### Segmentation labeling items
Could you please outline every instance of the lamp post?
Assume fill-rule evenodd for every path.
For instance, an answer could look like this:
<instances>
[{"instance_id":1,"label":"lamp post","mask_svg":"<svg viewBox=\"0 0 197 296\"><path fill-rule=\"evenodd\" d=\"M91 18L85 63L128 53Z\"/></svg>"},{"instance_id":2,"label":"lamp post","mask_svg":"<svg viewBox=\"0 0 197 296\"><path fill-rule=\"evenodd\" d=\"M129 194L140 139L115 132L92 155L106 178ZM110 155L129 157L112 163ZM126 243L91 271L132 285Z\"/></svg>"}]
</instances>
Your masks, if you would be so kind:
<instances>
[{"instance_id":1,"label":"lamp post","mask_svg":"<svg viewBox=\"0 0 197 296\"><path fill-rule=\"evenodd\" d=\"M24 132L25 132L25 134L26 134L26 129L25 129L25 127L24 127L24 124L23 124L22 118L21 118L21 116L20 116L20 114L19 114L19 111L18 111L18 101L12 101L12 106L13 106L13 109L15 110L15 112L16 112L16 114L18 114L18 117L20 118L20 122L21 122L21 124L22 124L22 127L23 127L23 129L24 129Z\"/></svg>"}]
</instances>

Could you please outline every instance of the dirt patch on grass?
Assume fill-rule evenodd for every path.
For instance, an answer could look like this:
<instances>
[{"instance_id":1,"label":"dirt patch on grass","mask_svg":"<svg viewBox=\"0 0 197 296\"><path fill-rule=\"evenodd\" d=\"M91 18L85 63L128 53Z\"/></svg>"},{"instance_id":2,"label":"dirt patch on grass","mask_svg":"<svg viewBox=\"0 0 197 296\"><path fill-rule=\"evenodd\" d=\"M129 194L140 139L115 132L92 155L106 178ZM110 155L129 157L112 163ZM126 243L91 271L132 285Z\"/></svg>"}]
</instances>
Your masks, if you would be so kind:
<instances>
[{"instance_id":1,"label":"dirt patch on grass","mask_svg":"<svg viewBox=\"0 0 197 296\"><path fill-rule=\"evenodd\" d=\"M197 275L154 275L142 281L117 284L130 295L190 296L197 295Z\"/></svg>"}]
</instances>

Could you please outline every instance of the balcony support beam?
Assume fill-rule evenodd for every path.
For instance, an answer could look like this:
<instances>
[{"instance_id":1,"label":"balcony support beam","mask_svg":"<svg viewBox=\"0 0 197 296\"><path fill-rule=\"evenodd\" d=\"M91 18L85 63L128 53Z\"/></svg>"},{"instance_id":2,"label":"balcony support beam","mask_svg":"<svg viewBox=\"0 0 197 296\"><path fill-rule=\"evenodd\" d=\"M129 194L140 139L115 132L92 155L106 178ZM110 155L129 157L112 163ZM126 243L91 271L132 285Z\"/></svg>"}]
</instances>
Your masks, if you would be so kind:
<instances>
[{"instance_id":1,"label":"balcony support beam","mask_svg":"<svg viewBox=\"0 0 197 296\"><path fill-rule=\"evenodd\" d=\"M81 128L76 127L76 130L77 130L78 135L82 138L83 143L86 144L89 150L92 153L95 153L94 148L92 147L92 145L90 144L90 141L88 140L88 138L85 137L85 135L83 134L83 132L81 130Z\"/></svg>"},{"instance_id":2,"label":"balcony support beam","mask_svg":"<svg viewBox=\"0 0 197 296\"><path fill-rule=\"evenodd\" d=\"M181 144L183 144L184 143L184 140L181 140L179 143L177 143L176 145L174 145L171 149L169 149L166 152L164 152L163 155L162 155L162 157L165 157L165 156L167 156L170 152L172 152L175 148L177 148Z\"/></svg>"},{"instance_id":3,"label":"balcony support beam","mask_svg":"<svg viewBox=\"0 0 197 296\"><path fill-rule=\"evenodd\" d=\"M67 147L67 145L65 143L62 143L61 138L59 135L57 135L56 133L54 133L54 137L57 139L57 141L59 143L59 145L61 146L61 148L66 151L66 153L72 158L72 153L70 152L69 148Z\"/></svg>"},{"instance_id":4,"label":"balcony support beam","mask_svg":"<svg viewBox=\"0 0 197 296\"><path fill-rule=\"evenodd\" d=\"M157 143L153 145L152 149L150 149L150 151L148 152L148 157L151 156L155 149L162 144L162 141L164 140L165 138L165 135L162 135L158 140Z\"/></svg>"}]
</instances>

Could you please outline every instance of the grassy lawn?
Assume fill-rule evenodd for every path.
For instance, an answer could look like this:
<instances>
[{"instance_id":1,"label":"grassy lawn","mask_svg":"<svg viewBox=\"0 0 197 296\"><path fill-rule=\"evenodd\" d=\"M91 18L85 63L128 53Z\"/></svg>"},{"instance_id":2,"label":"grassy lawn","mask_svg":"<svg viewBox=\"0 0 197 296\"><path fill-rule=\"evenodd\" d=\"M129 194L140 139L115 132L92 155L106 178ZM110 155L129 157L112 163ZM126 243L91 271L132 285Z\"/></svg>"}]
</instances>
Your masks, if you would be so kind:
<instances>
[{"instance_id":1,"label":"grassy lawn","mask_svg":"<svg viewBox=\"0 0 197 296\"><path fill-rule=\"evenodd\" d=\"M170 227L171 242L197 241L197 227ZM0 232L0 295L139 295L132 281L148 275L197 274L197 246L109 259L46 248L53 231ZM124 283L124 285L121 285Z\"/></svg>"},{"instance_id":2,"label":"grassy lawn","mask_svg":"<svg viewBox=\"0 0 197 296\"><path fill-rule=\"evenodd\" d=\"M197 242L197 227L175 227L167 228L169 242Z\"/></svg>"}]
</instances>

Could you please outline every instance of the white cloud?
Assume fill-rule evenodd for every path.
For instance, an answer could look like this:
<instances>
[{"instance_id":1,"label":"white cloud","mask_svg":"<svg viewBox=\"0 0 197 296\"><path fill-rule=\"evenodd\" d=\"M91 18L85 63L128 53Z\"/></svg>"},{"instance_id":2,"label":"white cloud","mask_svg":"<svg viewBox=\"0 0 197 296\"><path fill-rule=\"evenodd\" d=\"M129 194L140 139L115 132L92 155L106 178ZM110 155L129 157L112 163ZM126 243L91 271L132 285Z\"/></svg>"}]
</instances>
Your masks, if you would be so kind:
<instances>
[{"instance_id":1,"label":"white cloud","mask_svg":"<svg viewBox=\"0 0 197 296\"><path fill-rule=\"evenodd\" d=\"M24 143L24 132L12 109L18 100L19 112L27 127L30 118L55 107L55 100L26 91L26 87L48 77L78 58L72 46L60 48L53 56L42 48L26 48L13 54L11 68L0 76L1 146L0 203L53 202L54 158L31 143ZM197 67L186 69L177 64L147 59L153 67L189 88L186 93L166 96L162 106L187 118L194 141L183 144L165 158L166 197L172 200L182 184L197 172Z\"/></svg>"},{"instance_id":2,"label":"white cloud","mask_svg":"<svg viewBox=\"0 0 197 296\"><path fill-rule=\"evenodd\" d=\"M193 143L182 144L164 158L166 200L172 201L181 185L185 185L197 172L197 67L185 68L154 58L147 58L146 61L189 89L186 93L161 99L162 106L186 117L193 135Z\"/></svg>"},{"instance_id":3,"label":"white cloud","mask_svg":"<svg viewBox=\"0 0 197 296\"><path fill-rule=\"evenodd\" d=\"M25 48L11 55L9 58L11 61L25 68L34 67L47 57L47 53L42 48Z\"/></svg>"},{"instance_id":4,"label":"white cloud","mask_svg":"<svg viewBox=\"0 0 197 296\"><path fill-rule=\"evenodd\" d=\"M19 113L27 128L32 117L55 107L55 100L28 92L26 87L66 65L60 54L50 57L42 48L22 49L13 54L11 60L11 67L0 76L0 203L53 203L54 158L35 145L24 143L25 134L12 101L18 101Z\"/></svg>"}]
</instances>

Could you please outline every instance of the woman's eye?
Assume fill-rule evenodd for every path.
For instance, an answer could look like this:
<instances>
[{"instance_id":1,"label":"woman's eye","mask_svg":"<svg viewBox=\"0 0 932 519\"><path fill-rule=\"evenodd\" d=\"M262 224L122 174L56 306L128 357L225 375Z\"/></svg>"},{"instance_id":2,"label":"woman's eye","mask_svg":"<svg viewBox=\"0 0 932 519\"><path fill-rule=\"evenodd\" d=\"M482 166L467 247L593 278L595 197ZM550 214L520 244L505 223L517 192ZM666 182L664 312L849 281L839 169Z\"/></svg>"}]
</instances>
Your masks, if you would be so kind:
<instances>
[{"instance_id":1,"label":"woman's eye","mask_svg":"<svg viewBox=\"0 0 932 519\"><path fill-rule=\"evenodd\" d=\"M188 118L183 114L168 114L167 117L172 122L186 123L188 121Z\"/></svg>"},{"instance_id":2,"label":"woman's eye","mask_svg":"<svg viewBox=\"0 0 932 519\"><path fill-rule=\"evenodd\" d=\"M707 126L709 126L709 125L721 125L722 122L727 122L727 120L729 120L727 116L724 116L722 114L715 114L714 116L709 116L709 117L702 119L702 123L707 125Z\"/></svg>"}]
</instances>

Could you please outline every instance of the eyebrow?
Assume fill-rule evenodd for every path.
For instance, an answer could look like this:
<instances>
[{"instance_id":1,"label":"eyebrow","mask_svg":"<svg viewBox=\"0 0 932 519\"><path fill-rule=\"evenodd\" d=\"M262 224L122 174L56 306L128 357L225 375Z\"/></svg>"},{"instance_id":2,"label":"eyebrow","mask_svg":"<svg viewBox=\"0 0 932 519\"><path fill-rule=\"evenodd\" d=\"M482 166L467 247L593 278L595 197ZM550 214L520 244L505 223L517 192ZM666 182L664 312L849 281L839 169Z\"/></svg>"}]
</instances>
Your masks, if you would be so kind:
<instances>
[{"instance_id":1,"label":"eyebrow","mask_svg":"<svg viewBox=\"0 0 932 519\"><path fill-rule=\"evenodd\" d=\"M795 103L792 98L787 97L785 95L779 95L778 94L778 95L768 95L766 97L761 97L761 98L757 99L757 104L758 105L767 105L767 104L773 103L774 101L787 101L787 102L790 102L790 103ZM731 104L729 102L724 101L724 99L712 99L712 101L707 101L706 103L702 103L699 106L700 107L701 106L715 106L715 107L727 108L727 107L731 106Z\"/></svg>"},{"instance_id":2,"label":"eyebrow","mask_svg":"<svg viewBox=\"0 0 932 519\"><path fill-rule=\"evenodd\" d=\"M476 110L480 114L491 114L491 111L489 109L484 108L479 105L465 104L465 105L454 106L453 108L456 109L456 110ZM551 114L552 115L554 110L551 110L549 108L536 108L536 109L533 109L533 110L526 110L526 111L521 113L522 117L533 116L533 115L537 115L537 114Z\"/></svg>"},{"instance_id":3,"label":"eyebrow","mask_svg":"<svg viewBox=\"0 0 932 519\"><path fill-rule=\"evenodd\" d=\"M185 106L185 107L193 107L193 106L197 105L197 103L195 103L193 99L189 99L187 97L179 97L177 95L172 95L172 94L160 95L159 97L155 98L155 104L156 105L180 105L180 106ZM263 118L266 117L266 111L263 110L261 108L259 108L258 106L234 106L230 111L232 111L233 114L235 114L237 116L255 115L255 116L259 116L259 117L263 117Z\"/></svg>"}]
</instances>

### Given request
List every line of the material above that contains the string "patch".

### Complete answer
Could you please outline every instance of the dirt patch on grass?
[{"instance_id":1,"label":"dirt patch on grass","mask_svg":"<svg viewBox=\"0 0 197 296\"><path fill-rule=\"evenodd\" d=\"M91 18L85 63L128 53Z\"/></svg>"},{"instance_id":2,"label":"dirt patch on grass","mask_svg":"<svg viewBox=\"0 0 197 296\"><path fill-rule=\"evenodd\" d=\"M129 194L140 139L115 132L92 155L106 178ZM110 155L129 157L112 163ZM126 243L91 271L132 285Z\"/></svg>"}]
[{"instance_id":1,"label":"dirt patch on grass","mask_svg":"<svg viewBox=\"0 0 197 296\"><path fill-rule=\"evenodd\" d=\"M197 275L154 275L142 281L117 284L130 295L190 296L197 295Z\"/></svg>"}]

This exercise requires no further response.